DATA IN THIS EXERCISE:
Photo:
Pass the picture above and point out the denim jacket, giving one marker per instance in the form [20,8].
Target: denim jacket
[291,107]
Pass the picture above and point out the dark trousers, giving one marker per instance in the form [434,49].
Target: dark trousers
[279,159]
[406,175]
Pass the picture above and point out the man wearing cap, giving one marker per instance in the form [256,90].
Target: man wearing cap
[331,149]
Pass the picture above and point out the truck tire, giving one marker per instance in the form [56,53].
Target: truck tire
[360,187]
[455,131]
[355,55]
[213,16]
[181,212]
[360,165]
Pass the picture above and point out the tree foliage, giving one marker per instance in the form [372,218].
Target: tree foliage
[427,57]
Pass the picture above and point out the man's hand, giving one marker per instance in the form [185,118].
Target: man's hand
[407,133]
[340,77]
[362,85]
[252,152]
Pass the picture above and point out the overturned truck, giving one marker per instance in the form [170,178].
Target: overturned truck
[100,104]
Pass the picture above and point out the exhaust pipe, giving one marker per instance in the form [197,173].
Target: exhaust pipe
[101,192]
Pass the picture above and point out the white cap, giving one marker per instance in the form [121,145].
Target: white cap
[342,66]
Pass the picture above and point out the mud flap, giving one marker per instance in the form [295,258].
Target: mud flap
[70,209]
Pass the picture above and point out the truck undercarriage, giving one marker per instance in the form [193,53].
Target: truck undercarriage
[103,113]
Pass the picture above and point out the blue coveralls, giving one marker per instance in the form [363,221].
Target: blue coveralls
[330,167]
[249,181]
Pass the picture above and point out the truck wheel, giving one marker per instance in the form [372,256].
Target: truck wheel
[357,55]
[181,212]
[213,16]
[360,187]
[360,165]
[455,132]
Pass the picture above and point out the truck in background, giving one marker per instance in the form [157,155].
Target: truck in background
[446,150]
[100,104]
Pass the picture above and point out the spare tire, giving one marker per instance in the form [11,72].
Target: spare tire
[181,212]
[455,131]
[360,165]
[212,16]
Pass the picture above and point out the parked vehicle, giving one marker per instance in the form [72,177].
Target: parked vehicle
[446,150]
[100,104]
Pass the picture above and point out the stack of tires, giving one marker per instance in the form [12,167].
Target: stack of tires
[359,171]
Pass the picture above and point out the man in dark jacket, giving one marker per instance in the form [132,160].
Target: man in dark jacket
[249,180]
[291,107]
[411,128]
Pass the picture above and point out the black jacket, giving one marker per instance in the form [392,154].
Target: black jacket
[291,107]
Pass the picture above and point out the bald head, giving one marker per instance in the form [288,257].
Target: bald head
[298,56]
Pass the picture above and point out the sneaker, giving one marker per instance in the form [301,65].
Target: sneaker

AIM: Which lines run from the one containing "Pass the picture above and point out the blue" to the end of the entries above? Quote exactly those, and only those.

OUTPUT FOR THIS TASK:
Pass the picture above and point out the blue coveralls, giving one marker per instance in the form [363,221].
Target: blue coveralls
[330,167]
[249,181]
Pass the picture above and point out the truck wheel, giving one marker per instance in the form [372,256].
Target: truck wheel
[357,55]
[181,212]
[213,16]
[360,187]
[360,165]
[455,132]
Pass the picture above and point out the truck in background, giving one marker per instance in the form [157,155].
Target: truck in background
[446,150]
[100,104]
Pass the picture above and point out the spare tire, giving one marker per instance in the form [11,72].
Target: spare tire
[181,212]
[455,131]
[360,165]
[212,16]
Pass the picture above and point out the parked vehicle, giving one marker per instance in the form [72,177].
Target: parked vehicle
[446,150]
[100,104]
Pass the picture above and point out the stack of tires, giving one marker per instance in the form [12,167].
Target: stack of tires
[359,171]
Pass the picture above and point out the man in dark jacket, giving one marker per instance in the form [132,160].
Target: man in dark jacket
[249,180]
[291,107]
[411,128]
Pass the picture above and point out the black jacket, giving one marker per instance in the form [392,154].
Target: black jacket
[291,107]
Pass the picture above and point out the bald head, giving one marker per instance in the form [288,257].
Target: bald head
[298,56]
Pass the picture above and point out the sneaker, giving one marker per instance in the form [301,65].
Target: sneaker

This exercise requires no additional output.